(Exercices):
(A) Transcrivez le passage du texte sur le leadership qui va de "L’article de la" jusqu'à "environnement fluide, technologie.".
(B) Reprenez le texte sur le leadership dans les MMO là où il s'arrête et poursuivez-le, s'il vous plaît.

(Document):
* * * * * * *
L’article de la Harvard Business Review démarre sur les caractéristiques de l’organisation du futur : frontières floues, décision distribuée, autorité informelle des leaders, collaboration via la technologie. Ce sont ces caractéristiques que l’on retrouve dans les MMO. Puis il synthétise les résultats de plusieurs recherches pour décrypter la manière dont le leadership va évoluer. Bien sûr, il y a des différences entre le jeu et la vie réelle, dans laquelle l’environnement est beaucoup plus complexe et indéterminé. Mais il y a aussi dans les MMO des caractéristiques plus complexes que dans le monde professionnel : main d’œuvre volontaire, environnement fluide, technologie.

Les pistes de réflexion pour le leadership sont captivantes : identification des hauts potentiels, motivation non monétaire, hypertransparence de l’information et du management, équipes auto-organisées, autorité non hiérarchique et décentralisée. Les auteurs font la proposition suivante : offrir au leadership le bon environnement est au moins aussi important pour une organisation que choisir les bonnes personnes. Pour eux, un bon environnement, en plus des caractéristiques déjà citées (dont l’hypertransparence), passe aussi par une accélération des processus de décision, l’encouragement à la prise de risque et une plus grande tolérance à l’échec, et – idée de rupture s’il en est une – la rotation du leadership. Pour eux, les bons leaders sont aussi des bons suiveurs, car ils ont la capacité à comprendre les idées des autres ; et opérer une rotation des rôles permet d’éviter les burn-out et contribue à renouveler la dynamique et l’énergie, surtout en temps de crise.
* * * * * * *
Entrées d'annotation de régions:
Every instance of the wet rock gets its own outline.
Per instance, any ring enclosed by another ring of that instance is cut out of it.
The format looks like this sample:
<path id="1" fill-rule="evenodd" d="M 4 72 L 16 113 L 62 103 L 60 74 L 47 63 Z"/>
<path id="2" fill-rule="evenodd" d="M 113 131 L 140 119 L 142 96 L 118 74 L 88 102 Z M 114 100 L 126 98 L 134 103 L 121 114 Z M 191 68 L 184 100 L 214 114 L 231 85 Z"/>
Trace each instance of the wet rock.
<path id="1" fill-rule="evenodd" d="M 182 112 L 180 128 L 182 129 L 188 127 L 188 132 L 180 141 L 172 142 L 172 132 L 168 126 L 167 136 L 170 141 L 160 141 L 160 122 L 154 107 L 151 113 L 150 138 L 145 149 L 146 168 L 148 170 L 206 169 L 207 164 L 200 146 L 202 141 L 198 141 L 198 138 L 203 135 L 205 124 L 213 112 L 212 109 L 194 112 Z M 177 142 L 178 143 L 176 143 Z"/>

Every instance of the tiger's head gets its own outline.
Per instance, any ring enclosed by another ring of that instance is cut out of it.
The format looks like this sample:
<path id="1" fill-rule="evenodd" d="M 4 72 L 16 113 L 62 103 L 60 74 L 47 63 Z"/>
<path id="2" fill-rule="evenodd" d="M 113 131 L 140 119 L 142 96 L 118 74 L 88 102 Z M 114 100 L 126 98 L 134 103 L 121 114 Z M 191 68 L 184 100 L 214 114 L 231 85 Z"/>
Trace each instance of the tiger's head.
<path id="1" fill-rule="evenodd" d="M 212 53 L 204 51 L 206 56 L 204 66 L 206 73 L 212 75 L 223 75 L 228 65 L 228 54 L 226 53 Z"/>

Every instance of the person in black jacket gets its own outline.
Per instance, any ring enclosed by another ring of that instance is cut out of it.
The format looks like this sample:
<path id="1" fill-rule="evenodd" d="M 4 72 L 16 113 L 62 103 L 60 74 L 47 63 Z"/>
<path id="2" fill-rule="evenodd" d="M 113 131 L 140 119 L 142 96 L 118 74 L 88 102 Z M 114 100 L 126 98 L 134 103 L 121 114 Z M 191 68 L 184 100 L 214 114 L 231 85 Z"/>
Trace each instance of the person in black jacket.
* * * * * * *
(Corrigé):
(A)
L’article de la Harvard Business Review démarre sur les caractéristiques de l’organisation du futur : frontières floues, décision distribuée, autorité informelle des leaders, collaboration via la technologie. Ce sont ces caractéristiques que l’on retrouve dans les MMO. Puis il synthétise les résultats de plusieurs recherches pour décrypter la manière dont le leadership va évoluer. Bien sûr, il y a des différences entre le jeu et la vie réelle, dans laquelle l’environnement est beaucoup plus complexe et indéterminé. Mais il y a aussi dans les MMO des caractéristiques plus complexes que dans le monde professionnel : main d’œuvre volontaire, environnement fluide, technologie.

(B)
Ne pas oublier l’intelligence collective

Curieusement l’article ne mentionne pas l’intelligence collective, qui, selon moi, est une composante incontournable de l’organisation moderne et qu’elle va bien plus loin que la simple collaboration. C’est grâce à cette intelligence collective que les équipes de joueurs arrivent à créer collectivement et dynamiquement, au fil des quêtes, les bonnes actions pour arriver à leur fin. Au point de parfois trouver des solutions que les concepteurs du jeu n’ont même pas imaginées.

DRH : apprendre à gérer les candidats fan de jeux en ligne

Alors que conseiller à un(e) manager qui reçoit un CV avec, dans le paragraphe extraprofessionnel, la mention de son expérience dans les MMO ?

1. Comme le dit une amie DRH dans la banque : « Faire parler le candidat, d’abord pour comprendre de quoi il s’agit, ensuite pour voir s’il est capable d’expliquer ça dans un langage compréhensible. »

2. Demander quelles capacités cela a développé chez le candidat, qui peuvent être utiles dans le monde professionnel.

3. S’assurer que ce n’est pas seulement un vernis, parce qu’il a lu un article comme celui-ci, et qu’il a vraiment du recul et de la réflexion par rapport au jeu.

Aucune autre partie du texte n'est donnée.